# Aim of the task
Every line below that has the string "woman" needs to be copied.

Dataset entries
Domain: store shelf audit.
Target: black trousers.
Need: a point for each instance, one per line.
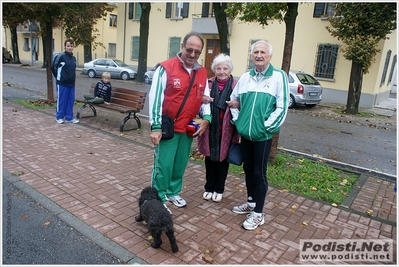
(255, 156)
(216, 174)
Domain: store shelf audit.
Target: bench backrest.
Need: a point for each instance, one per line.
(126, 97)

...

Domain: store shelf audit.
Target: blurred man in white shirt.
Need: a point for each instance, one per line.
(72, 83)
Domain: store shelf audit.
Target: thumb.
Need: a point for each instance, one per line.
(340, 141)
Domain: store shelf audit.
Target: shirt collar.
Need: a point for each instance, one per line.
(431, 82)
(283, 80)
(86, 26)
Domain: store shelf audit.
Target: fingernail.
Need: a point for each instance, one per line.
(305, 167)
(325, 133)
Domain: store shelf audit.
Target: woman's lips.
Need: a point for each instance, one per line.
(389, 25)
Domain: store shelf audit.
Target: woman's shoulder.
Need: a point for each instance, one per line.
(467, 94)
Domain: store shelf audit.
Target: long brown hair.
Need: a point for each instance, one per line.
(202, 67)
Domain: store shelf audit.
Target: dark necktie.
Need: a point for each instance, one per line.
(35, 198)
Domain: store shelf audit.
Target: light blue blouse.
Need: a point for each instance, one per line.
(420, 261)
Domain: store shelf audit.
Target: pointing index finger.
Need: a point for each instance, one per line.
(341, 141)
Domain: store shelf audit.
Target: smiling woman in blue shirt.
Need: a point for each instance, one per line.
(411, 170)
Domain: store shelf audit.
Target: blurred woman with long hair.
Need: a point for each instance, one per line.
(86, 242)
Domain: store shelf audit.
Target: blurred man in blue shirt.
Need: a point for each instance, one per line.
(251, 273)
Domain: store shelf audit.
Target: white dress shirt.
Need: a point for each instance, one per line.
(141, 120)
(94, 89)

# Answer section
Target: woman's lips.
Target: woman's shoulder.
Target: smiling woman in blue shirt.
Target: blurred woman with long hair.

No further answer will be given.